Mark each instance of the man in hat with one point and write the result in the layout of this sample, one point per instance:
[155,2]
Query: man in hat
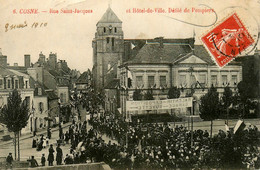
[9,161]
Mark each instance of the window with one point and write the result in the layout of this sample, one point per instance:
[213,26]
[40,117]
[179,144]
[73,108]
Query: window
[61,97]
[182,80]
[41,107]
[113,42]
[39,91]
[202,80]
[193,80]
[110,28]
[150,81]
[64,98]
[214,80]
[162,80]
[27,101]
[139,81]
[1,83]
[16,84]
[224,79]
[9,84]
[234,80]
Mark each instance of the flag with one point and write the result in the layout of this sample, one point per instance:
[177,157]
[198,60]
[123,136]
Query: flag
[129,74]
[226,127]
[239,126]
[132,46]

— Aim of the exercise —
Quote all the lines above exactly as given. Do not include the pictures.

— Answer to the exercise —
Mark each instance of the man in hat with one point and write the result in the layout of this sample, one point per instance:
[155,2]
Query: man in hat
[9,161]
Mark each instance of the window with one point and write the result in the layout of this sample, one point per instance:
[213,26]
[40,117]
[179,144]
[73,108]
Query: window
[61,97]
[182,80]
[41,107]
[113,42]
[39,91]
[202,80]
[193,80]
[110,28]
[150,81]
[64,98]
[214,80]
[162,80]
[27,101]
[139,81]
[1,83]
[16,84]
[224,79]
[9,84]
[234,80]
Mark each instance of the flag with one point and write the result in the layout of this sample, one point per instance:
[177,157]
[198,60]
[123,136]
Query: flag
[129,74]
[226,127]
[239,126]
[132,46]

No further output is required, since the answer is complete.